Exercise objective:
The required output is the whole listing below, unchanged.

☆ ☆ ☆ ☆ ☆ ☆ ☆

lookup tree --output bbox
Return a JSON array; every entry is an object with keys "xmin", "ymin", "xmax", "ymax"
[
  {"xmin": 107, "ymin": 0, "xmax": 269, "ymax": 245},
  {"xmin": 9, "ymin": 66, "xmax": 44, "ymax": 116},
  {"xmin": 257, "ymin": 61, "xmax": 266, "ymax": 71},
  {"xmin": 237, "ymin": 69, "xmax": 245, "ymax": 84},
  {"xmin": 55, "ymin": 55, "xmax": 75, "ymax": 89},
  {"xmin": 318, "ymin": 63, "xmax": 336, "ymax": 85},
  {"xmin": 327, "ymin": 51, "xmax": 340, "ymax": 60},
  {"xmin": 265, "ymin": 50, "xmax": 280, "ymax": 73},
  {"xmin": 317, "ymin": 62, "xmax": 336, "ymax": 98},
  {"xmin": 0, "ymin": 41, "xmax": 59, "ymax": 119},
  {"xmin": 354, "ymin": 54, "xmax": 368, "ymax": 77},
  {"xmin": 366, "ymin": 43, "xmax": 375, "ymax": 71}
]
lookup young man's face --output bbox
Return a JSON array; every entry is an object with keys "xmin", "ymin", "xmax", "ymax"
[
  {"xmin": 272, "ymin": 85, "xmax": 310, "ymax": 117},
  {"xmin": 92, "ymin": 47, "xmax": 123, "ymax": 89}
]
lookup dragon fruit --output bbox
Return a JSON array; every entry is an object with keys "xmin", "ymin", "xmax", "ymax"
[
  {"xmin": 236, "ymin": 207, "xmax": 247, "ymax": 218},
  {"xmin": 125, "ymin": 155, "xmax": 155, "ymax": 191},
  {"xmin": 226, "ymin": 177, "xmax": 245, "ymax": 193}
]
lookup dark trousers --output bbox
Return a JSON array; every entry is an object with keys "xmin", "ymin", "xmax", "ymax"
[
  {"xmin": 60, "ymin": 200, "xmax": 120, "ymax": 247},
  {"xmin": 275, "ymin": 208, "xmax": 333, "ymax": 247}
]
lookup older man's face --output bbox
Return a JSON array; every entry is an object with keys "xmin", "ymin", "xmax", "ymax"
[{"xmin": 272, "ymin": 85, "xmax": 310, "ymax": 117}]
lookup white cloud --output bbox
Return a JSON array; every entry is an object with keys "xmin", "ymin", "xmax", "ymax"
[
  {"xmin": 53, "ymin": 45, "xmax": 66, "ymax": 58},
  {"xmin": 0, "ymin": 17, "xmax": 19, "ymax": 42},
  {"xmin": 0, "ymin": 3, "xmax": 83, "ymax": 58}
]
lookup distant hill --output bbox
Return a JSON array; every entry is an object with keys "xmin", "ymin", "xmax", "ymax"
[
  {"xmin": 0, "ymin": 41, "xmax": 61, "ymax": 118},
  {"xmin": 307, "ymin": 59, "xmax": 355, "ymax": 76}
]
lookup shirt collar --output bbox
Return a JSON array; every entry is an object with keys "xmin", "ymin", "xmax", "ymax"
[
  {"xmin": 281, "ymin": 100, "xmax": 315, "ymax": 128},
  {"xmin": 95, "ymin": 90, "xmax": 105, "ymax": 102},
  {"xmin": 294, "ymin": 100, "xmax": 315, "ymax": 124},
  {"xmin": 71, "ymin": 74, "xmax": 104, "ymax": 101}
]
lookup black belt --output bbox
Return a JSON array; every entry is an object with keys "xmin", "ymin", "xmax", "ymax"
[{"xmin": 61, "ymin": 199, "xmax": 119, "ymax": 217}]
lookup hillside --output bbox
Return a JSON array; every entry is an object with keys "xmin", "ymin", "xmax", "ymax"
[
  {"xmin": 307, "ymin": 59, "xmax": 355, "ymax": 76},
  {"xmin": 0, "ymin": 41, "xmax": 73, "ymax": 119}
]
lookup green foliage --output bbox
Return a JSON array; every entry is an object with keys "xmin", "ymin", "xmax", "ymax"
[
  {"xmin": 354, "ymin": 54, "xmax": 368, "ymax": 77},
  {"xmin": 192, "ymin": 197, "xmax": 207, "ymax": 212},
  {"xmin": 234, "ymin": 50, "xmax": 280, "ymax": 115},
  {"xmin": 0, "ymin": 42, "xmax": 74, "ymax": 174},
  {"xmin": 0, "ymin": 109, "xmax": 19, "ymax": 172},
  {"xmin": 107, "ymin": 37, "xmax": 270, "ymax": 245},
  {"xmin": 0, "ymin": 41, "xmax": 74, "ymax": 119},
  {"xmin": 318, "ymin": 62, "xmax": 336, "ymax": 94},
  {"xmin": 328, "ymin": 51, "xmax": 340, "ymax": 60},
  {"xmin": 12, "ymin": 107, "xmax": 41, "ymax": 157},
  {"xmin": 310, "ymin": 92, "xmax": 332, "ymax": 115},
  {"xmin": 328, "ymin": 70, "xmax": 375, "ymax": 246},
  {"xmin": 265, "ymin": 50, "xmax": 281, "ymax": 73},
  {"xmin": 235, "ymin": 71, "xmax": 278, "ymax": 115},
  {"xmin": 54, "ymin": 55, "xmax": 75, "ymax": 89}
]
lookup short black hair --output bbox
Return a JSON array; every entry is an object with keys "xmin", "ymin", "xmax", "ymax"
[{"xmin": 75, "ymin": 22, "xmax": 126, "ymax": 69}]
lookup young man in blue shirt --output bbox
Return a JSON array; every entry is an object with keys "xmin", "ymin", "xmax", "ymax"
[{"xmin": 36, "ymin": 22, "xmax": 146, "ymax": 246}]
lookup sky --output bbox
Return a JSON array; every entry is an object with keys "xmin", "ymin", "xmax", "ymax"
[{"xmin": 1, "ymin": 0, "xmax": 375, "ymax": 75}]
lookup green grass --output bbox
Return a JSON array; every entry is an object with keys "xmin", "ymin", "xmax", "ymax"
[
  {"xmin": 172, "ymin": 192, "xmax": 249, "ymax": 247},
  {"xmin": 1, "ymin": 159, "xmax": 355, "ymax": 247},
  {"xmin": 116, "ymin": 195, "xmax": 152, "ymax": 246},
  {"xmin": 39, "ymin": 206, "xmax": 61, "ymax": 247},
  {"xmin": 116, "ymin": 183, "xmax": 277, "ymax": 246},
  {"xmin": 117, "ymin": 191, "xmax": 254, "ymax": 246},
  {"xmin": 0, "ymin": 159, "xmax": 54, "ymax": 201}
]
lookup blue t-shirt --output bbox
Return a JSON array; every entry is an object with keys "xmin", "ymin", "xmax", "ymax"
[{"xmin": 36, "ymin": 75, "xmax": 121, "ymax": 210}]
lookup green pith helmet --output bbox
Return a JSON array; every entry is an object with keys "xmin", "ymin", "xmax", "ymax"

☆ ☆ ☆ ☆ ☆ ☆ ☆

Answer area:
lookup tree --output bbox
Return a JSON array; every entry is an object with keys "xmin", "ymin", "xmax", "ymax"
[
  {"xmin": 107, "ymin": 0, "xmax": 269, "ymax": 245},
  {"xmin": 9, "ymin": 66, "xmax": 44, "ymax": 116},
  {"xmin": 257, "ymin": 61, "xmax": 266, "ymax": 71},
  {"xmin": 237, "ymin": 69, "xmax": 245, "ymax": 84},
  {"xmin": 55, "ymin": 55, "xmax": 75, "ymax": 89},
  {"xmin": 318, "ymin": 63, "xmax": 336, "ymax": 85},
  {"xmin": 327, "ymin": 51, "xmax": 340, "ymax": 60},
  {"xmin": 265, "ymin": 50, "xmax": 280, "ymax": 73},
  {"xmin": 317, "ymin": 62, "xmax": 336, "ymax": 98},
  {"xmin": 0, "ymin": 41, "xmax": 59, "ymax": 119},
  {"xmin": 354, "ymin": 54, "xmax": 368, "ymax": 77},
  {"xmin": 366, "ymin": 43, "xmax": 375, "ymax": 71}
]
lookup young man's face --output bbox
Return a JSON array; every entry is an object with keys "xmin", "ymin", "xmax", "ymax"
[
  {"xmin": 272, "ymin": 85, "xmax": 310, "ymax": 117},
  {"xmin": 92, "ymin": 47, "xmax": 123, "ymax": 89}
]
lookup dragon fruit --output bbox
Return a JSON array; every entry is an object with keys "xmin", "ymin", "xmax", "ymax"
[
  {"xmin": 236, "ymin": 207, "xmax": 247, "ymax": 218},
  {"xmin": 125, "ymin": 155, "xmax": 155, "ymax": 191},
  {"xmin": 226, "ymin": 177, "xmax": 245, "ymax": 193}
]
lookup dark trousers --output bbox
Return a JSON array; every entry is an object with keys "xmin", "ymin", "xmax", "ymax"
[
  {"xmin": 60, "ymin": 200, "xmax": 120, "ymax": 247},
  {"xmin": 275, "ymin": 208, "xmax": 333, "ymax": 247}
]
lookup older man's face --output bbox
Return a JSON array; every entry is an object with keys "xmin", "ymin", "xmax", "ymax"
[{"xmin": 272, "ymin": 85, "xmax": 310, "ymax": 117}]
lookup white cloud --output bbox
Return a JSON array; every entry is an object with keys "xmin", "ymin", "xmax", "ymax"
[
  {"xmin": 53, "ymin": 45, "xmax": 66, "ymax": 58},
  {"xmin": 0, "ymin": 17, "xmax": 19, "ymax": 42},
  {"xmin": 0, "ymin": 3, "xmax": 83, "ymax": 58}
]
lookup distant hill --output bbox
Return a JSON array; every entry is an object with keys "xmin", "ymin", "xmax", "ymax"
[
  {"xmin": 0, "ymin": 41, "xmax": 61, "ymax": 118},
  {"xmin": 307, "ymin": 59, "xmax": 355, "ymax": 76}
]
lookup shirt collar --output bbox
Return a JSON array; every entry is an object with keys "xmin", "ymin", "xmax", "ymax"
[
  {"xmin": 281, "ymin": 100, "xmax": 315, "ymax": 128},
  {"xmin": 95, "ymin": 90, "xmax": 105, "ymax": 102},
  {"xmin": 294, "ymin": 100, "xmax": 315, "ymax": 124},
  {"xmin": 71, "ymin": 74, "xmax": 104, "ymax": 101}
]
lookup black belt --output bbox
Return a JSON array; every entry is an object with keys "xmin", "ymin", "xmax", "ymax"
[{"xmin": 61, "ymin": 199, "xmax": 119, "ymax": 217}]
lookup hillside --output bbox
Return a JSON array; every entry is an object with keys "xmin", "ymin", "xmax", "ymax"
[
  {"xmin": 307, "ymin": 59, "xmax": 355, "ymax": 76},
  {"xmin": 0, "ymin": 41, "xmax": 73, "ymax": 119}
]
lookup green foliage --output bbox
Return a JSON array; every entry is an object with keys "xmin", "ymin", "xmax", "ymax"
[
  {"xmin": 354, "ymin": 54, "xmax": 368, "ymax": 77},
  {"xmin": 192, "ymin": 197, "xmax": 207, "ymax": 212},
  {"xmin": 234, "ymin": 50, "xmax": 280, "ymax": 115},
  {"xmin": 0, "ymin": 42, "xmax": 74, "ymax": 174},
  {"xmin": 0, "ymin": 109, "xmax": 19, "ymax": 172},
  {"xmin": 107, "ymin": 37, "xmax": 270, "ymax": 245},
  {"xmin": 0, "ymin": 41, "xmax": 74, "ymax": 119},
  {"xmin": 318, "ymin": 62, "xmax": 336, "ymax": 94},
  {"xmin": 328, "ymin": 51, "xmax": 340, "ymax": 60},
  {"xmin": 12, "ymin": 107, "xmax": 41, "ymax": 157},
  {"xmin": 310, "ymin": 92, "xmax": 332, "ymax": 115},
  {"xmin": 328, "ymin": 70, "xmax": 375, "ymax": 246},
  {"xmin": 265, "ymin": 50, "xmax": 281, "ymax": 73},
  {"xmin": 235, "ymin": 71, "xmax": 278, "ymax": 115},
  {"xmin": 54, "ymin": 55, "xmax": 75, "ymax": 89}
]
lookup short black hair --output bbox
Return a JSON array; every entry is an object with keys "xmin", "ymin", "xmax", "ymax"
[{"xmin": 75, "ymin": 22, "xmax": 126, "ymax": 69}]
lookup young man in blue shirt --output bbox
Return a JSON array; every entry is an object with keys "xmin", "ymin", "xmax", "ymax"
[{"xmin": 36, "ymin": 22, "xmax": 146, "ymax": 246}]
lookup sky --output bbox
Return a JSON array; every entry is an object with keys "xmin", "ymin", "xmax", "ymax"
[{"xmin": 1, "ymin": 0, "xmax": 375, "ymax": 75}]
lookup green grass --output bbox
Return a JSON array; every entry is an object with keys "xmin", "ymin", "xmax", "ymax"
[
  {"xmin": 172, "ymin": 192, "xmax": 249, "ymax": 247},
  {"xmin": 1, "ymin": 159, "xmax": 355, "ymax": 247},
  {"xmin": 116, "ymin": 195, "xmax": 152, "ymax": 246},
  {"xmin": 39, "ymin": 206, "xmax": 61, "ymax": 247},
  {"xmin": 116, "ymin": 183, "xmax": 277, "ymax": 246},
  {"xmin": 117, "ymin": 191, "xmax": 254, "ymax": 246},
  {"xmin": 0, "ymin": 159, "xmax": 54, "ymax": 201}
]
lookup blue t-shirt --output bbox
Return a JSON array; every entry is an object with keys "xmin", "ymin", "xmax", "ymax"
[{"xmin": 36, "ymin": 75, "xmax": 121, "ymax": 210}]
lookup green pith helmet --output bbox
Return a JSON array; every entry is an object with keys "xmin", "ymin", "xmax", "ymax"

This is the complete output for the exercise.